Return exactly those lines of the material below that fall between the line holding "Target: paved path" and the line holding "Target: orange life jacket", inclusive.
══════════
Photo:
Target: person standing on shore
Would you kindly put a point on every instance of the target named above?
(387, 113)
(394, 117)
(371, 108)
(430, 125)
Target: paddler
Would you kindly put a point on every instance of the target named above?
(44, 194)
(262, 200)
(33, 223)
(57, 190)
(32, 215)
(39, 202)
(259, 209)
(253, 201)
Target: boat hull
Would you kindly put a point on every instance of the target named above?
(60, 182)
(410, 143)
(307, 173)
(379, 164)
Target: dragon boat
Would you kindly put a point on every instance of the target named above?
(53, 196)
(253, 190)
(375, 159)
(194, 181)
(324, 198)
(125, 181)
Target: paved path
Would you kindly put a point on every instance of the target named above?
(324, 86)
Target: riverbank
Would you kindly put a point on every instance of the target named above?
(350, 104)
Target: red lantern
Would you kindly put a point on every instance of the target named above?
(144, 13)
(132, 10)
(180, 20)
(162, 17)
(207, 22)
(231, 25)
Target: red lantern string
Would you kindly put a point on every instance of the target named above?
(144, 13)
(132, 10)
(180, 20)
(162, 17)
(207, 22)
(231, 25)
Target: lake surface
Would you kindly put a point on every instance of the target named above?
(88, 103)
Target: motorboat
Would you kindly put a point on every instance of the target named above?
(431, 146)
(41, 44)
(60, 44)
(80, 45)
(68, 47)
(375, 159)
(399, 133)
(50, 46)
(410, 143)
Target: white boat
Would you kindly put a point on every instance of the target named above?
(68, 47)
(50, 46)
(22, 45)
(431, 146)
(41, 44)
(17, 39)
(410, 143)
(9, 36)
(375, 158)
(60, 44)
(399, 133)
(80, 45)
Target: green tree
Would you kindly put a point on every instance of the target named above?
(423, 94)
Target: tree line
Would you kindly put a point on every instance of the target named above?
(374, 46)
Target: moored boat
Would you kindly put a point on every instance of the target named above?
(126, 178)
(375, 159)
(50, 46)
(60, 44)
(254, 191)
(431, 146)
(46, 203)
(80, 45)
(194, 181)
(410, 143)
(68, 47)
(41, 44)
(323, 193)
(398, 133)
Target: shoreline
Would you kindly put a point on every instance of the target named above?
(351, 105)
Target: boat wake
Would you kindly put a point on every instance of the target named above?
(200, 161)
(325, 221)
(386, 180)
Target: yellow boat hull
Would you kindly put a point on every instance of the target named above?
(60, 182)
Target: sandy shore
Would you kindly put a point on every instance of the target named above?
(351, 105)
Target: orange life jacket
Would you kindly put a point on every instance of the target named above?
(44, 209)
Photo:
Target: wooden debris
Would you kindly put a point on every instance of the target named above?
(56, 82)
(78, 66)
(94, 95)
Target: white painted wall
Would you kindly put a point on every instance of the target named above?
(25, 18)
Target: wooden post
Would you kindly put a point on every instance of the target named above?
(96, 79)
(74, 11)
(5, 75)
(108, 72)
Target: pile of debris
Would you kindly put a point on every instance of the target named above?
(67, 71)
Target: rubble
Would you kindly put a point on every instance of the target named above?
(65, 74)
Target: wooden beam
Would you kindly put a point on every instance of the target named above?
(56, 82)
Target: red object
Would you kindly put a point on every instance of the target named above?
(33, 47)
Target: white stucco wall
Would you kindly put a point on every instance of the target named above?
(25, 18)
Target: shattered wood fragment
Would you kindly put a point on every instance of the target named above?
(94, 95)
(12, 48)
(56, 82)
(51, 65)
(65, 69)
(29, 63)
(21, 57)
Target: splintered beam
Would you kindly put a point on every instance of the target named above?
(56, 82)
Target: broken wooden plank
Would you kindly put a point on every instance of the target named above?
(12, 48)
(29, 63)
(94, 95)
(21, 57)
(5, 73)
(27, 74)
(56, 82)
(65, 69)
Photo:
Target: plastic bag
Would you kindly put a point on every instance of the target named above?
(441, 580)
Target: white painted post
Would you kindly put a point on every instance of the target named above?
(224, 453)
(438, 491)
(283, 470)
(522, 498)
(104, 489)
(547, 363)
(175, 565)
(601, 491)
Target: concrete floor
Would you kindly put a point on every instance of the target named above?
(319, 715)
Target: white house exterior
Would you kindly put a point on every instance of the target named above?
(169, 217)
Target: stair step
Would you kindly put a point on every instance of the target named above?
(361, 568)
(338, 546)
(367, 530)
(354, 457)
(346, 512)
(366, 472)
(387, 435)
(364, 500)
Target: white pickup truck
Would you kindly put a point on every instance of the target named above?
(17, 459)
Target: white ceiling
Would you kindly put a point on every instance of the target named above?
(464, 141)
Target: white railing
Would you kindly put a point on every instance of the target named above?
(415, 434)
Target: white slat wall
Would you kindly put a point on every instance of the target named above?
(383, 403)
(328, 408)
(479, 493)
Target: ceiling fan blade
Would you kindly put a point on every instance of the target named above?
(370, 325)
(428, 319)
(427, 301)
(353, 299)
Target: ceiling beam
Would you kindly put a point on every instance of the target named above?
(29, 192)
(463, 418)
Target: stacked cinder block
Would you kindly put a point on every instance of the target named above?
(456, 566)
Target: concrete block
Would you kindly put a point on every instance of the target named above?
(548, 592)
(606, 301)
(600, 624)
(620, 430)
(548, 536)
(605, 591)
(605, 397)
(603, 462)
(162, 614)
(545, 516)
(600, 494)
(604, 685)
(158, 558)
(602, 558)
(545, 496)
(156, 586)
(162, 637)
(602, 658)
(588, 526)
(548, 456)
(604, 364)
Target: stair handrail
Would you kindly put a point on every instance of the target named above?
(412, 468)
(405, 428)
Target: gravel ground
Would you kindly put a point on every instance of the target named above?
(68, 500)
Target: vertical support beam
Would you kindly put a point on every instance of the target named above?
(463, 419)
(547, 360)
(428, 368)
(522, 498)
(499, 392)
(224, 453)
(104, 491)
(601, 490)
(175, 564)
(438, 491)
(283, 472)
══════════
◆ Result for this exercise ◆
Target: paved path
Would you kindly put a point on every instance of the target named above?
(324, 86)
Target: riverbank
Would you kindly put a point on every instance of the target named above?
(350, 104)
Target: red lantern
Would you kindly put a point on every instance of the target named above?
(144, 13)
(132, 10)
(180, 20)
(162, 17)
(207, 22)
(231, 25)
Target: red lantern string
Would you kindly put a point on every instance of the target named above?
(144, 13)
(132, 10)
(180, 20)
(162, 17)
(207, 22)
(231, 25)
Target: lake surface
Would you kindly put a point on every instance of the target named above?
(88, 103)
Target: motorboat
Would you kindly put a point on every instance of the target named above?
(431, 146)
(41, 44)
(60, 44)
(80, 45)
(68, 47)
(375, 159)
(399, 133)
(50, 46)
(410, 143)
Target: white boat
Would you kindly put a point on every instance of the target named above?
(68, 47)
(50, 46)
(22, 45)
(431, 146)
(41, 44)
(17, 39)
(410, 143)
(9, 36)
(375, 158)
(60, 44)
(399, 133)
(80, 45)
Target: green tree
Would you kindly put a point on every instance of the target named above?
(423, 94)
Target: tree line
Would you kindly put a point on every instance of the target named above?
(374, 46)
Target: moored boat
Would you kindly put a point on every instance of the target named above?
(126, 178)
(375, 159)
(50, 46)
(60, 44)
(254, 191)
(431, 146)
(46, 203)
(80, 45)
(194, 181)
(410, 143)
(68, 47)
(41, 44)
(323, 193)
(398, 133)
Target: shoreline
Would you kindly put a point on every instance of the target named above?
(351, 105)
Target: boat wake
Would you kindly put a point on every instance of the target named above?
(200, 161)
(325, 221)
(386, 180)
Target: yellow boat hull
Would you kindly put a point on every instance of the target named above?
(60, 182)
Target: sandy shore
Would you kindly put a point on every instance of the target named above?
(351, 105)
Target: orange life jacket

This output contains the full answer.